### PASSAGE TO READ
Probably the biggest perk of writing a blog is that I can get books directly from the publisher. I don't make any money, but receiving review copies is certainly saves me some. It also means that I often get to read books before they're available in stores. Typically, I try to arrange my reading so that I finish a book just before it comes out, which allows me to blog about it shortly thereafter (I don't like to recommend books that aren't available in stores or the library, for obvious reasons). Anyway, every once in a while I mess up and read a great book weeks before I can write about it and then have to sit on it. Most recently, that was the case with Ami McKay's The Virgin Cure, the follow-up (but not sequel) to her 2007 novel The Birth House.
The Virgin Cure is set in the tenements of lower Manhattan (mostly in and around the Bowery) in 1871, and the title refers to the vile belief that a man could cure himself of venereal disease (especially syphilis) by having sex with a virgin (I should note that this belief continues in parts of the world, although McKay confines her story to a very specific time and place). Anyway, the story centers around Moth, a 12-year-old girl growing up in the Bowery. Her mother is a Gypsy fortune teller and her father ran off not long after she was born. They are desperately poor and their neighbourhood is rough. At least two girls Moth's age went missing and were found dead in recent memory. As typical of most cities, mere blocks away from the slums of the tenements is a street filled with rich homes, where Moth often walks and imagines a rich future for herself.
One night, Moth's mother wakes her up and tells her to get her things together (not that she has much). A woman has come to take Moth away. Although she doesn't realize it at the time, Moth's mother has sold her to Mrs. Wentworth to be her personal maid. It sounds unconscionable, and Moth is confused and sleepy, but Mrs. Wentworth takes her away in a closed carriage somewhere uptown. As a personal maid, Moth is responsible for all the elements for Mrs. Wentworth's daily routine, which involves several changes of dress, reading, walking, etc. She has no experience, and although she learns quickly, Mrs. Wentworth uses every mistake as an excuse to beat the insides of Moth's arms with her lacquered fan. After a month, Mrs. Wentworth's husband is due back and, in a fit of jealousy over Moth's childish beauty, Mrs. Wentworth cuts off her braid and attacks her hands with scissors. With the butler's help, Moth escapes the house that night and goes home, only to find that her mother has packed up and moved on without her.
After some time spent begging on the streets, Moth is rescued by a very pretty girl and brought to Mrs. Everett's house. Initially, Moth is wary of being used as a servant, but she soon discovers that the house is a brothel of sorts, and Mrs. Everett sells the time and, eventually, the virginity of her young girls to well-appointed men. Moth has long understood that prostitution may be her only option, and Mrs. Everett is offering nice clothes and warm meals, so she lies about her age in order to be accepted. Mrs. Everett has a local female doctor, Dr. Sadie (based on McKay's great-great-grandmother) check the health, and virginity, of her girls, and Dr. Sadie takes a particular interest in Moth. Dr. Sadie tries to convince Moth to leave Mrs. Everett's house, but Moth understands that she is indentured, and that she will have to work off the cost of each dress and bottle of perfume purchased for her by Mrs. Everett.

### LISTED ENTRIES
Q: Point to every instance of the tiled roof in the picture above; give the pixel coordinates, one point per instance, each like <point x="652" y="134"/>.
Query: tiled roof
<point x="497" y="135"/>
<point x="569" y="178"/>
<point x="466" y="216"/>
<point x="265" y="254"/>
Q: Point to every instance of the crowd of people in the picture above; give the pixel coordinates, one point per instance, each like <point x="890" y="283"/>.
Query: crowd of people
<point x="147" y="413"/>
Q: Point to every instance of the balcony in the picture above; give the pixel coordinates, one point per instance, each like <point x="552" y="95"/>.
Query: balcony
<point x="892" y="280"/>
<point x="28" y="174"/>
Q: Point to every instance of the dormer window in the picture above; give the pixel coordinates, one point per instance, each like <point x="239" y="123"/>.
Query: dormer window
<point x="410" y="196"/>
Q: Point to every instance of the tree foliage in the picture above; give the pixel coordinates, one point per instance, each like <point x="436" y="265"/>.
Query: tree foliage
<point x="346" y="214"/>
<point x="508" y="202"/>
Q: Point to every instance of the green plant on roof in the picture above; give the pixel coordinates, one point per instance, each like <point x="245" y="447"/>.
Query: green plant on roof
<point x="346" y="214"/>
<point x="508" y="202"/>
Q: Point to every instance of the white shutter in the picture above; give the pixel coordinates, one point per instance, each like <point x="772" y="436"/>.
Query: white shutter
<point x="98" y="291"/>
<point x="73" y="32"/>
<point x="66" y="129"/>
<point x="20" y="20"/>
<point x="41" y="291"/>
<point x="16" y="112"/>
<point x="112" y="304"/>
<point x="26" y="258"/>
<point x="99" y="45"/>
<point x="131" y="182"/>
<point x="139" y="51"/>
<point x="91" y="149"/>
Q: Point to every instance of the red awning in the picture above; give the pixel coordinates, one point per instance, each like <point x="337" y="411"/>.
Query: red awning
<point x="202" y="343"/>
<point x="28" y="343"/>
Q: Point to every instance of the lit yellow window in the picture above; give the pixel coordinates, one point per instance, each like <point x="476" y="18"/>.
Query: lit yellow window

### QUESTIONS ON THE MATERIAL
A: According to the review, what did Mrs. Wentworth use to beat the insides of Moth's arms?
B: List every character from The Virgin Cure whom the review refers to by name.
C: Repeat the part of the review starting at "Probably the biggest" and ending at "The Birth House.".
The data above plays no part in this work.

### SOLUTIONS
A: Her lacquered fan.

B: Moth, Mrs. Wentworth, Mrs. Everett, Dr. Sadie

C:
Probably the biggest perk of writing a blog is that I can get books directly from the publisher. I don't make any money, but receiving review copies is certainly saves me some. It also means that I often get to read books before they're available in stores. Typically, I try to arrange my reading so that I finish a book just before it comes out, which allows me to blog about it shortly thereafter (I don't like to recommend books that aren't available in stores or the library, for obvious reasons). Anyway, every once in a while I mess up and read a great book weeks before I can write about it and then have to sit on it. Most recently, that was the case with Ami McKay's The Virgin Cure, the follow-up (but not sequel) to her 2007 novel The Birth House.